» **What the task requires**: Apart from the pictures, every line below needs to be reproduced verbatim.

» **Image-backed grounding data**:
/---
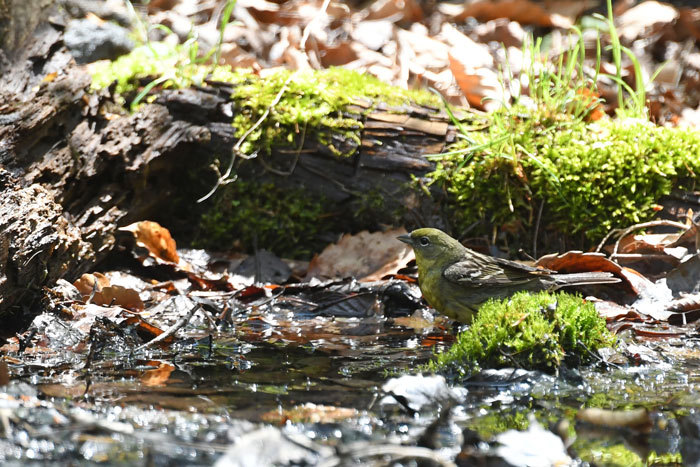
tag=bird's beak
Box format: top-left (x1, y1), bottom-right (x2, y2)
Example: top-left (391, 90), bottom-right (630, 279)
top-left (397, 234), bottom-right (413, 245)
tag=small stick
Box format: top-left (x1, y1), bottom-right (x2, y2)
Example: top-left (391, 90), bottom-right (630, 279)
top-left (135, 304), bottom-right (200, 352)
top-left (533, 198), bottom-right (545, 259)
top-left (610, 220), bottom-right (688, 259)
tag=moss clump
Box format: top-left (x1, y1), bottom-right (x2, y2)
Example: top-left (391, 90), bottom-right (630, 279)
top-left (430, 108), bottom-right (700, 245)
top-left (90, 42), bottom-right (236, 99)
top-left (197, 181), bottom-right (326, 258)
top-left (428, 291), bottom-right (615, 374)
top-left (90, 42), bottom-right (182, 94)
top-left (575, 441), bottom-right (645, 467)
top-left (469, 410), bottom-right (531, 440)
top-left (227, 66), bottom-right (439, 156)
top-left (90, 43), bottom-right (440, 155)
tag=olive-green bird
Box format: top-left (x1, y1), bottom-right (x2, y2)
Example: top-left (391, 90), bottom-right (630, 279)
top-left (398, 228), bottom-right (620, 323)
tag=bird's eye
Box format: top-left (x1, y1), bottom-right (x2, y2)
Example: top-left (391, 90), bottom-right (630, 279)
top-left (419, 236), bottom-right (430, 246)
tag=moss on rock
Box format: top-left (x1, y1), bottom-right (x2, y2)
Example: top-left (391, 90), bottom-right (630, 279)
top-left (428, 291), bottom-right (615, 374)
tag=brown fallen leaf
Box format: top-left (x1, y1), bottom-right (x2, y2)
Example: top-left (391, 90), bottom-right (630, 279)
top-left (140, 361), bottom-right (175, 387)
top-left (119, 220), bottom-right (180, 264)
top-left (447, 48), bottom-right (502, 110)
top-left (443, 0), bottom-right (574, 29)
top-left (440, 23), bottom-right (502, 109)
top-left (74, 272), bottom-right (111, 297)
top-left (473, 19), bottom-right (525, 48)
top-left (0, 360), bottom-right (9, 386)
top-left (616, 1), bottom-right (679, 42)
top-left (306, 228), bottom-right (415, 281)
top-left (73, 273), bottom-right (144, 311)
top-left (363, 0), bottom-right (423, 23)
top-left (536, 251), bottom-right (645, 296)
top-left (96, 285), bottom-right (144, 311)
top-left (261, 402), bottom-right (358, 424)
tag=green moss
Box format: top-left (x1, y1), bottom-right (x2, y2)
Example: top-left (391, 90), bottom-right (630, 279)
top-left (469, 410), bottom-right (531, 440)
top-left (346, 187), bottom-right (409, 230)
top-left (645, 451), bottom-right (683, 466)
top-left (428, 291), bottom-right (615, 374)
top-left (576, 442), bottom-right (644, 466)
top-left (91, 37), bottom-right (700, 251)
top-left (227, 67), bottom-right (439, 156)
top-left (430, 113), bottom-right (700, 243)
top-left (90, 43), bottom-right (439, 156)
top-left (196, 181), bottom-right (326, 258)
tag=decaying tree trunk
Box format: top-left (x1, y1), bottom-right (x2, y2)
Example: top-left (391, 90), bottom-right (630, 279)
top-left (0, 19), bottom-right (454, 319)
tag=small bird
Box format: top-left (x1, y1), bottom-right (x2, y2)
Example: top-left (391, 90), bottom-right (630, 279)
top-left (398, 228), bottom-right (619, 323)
\---
» **Written reply**:
tag=bird's beak
Box format: top-left (x1, y1), bottom-right (x2, y2)
Example: top-left (391, 90), bottom-right (630, 279)
top-left (397, 234), bottom-right (413, 245)
tag=small stick
Box format: top-left (x1, y1), bottom-right (x2, y2)
Example: top-left (391, 90), bottom-right (630, 279)
top-left (135, 304), bottom-right (200, 352)
top-left (533, 198), bottom-right (545, 259)
top-left (610, 220), bottom-right (688, 259)
tag=moss clump
Box format: top-left (x1, y1), bottom-right (x2, y2)
Example: top-left (391, 90), bottom-right (630, 279)
top-left (430, 108), bottom-right (700, 245)
top-left (90, 42), bottom-right (236, 99)
top-left (197, 181), bottom-right (326, 258)
top-left (428, 291), bottom-right (615, 374)
top-left (90, 42), bottom-right (182, 94)
top-left (575, 441), bottom-right (645, 467)
top-left (469, 410), bottom-right (531, 440)
top-left (227, 66), bottom-right (439, 156)
top-left (90, 43), bottom-right (440, 155)
tag=olive-green bird
Box format: top-left (x1, y1), bottom-right (x2, y2)
Example: top-left (391, 90), bottom-right (630, 279)
top-left (398, 228), bottom-right (620, 323)
tag=bird's eye
Box format: top-left (x1, y1), bottom-right (x2, y2)
Example: top-left (391, 90), bottom-right (630, 279)
top-left (419, 236), bottom-right (430, 246)
tag=moss on rock
Box format: top-left (x1, y1), bottom-right (x2, y2)
Example: top-left (391, 90), bottom-right (630, 279)
top-left (428, 291), bottom-right (615, 374)
tag=brown fallen leaf
Box format: top-left (x1, y1), bottom-right (x2, y2)
Example: top-left (391, 90), bottom-right (630, 279)
top-left (140, 361), bottom-right (175, 387)
top-left (119, 220), bottom-right (180, 264)
top-left (447, 48), bottom-right (502, 110)
top-left (443, 0), bottom-right (574, 29)
top-left (440, 23), bottom-right (502, 109)
top-left (74, 272), bottom-right (111, 297)
top-left (473, 19), bottom-right (525, 48)
top-left (0, 360), bottom-right (9, 386)
top-left (616, 1), bottom-right (679, 42)
top-left (306, 228), bottom-right (415, 281)
top-left (73, 273), bottom-right (144, 311)
top-left (363, 0), bottom-right (423, 23)
top-left (536, 251), bottom-right (645, 296)
top-left (96, 285), bottom-right (144, 311)
top-left (261, 402), bottom-right (358, 424)
tag=green moss
Box format: top-left (x1, y1), bottom-right (x2, y2)
Example: top-left (391, 90), bottom-right (630, 279)
top-left (469, 410), bottom-right (531, 440)
top-left (346, 187), bottom-right (409, 230)
top-left (645, 451), bottom-right (683, 466)
top-left (428, 291), bottom-right (615, 374)
top-left (576, 442), bottom-right (644, 466)
top-left (91, 37), bottom-right (700, 251)
top-left (227, 67), bottom-right (439, 156)
top-left (430, 113), bottom-right (700, 243)
top-left (90, 43), bottom-right (439, 156)
top-left (196, 181), bottom-right (326, 258)
tag=decaying tree trunk
Box format: top-left (x1, y1), bottom-right (x2, y2)
Example: top-left (391, 90), bottom-right (630, 279)
top-left (0, 19), bottom-right (454, 319)
tag=small bird
Box format: top-left (x1, y1), bottom-right (x2, y2)
Example: top-left (391, 90), bottom-right (630, 279)
top-left (398, 228), bottom-right (619, 323)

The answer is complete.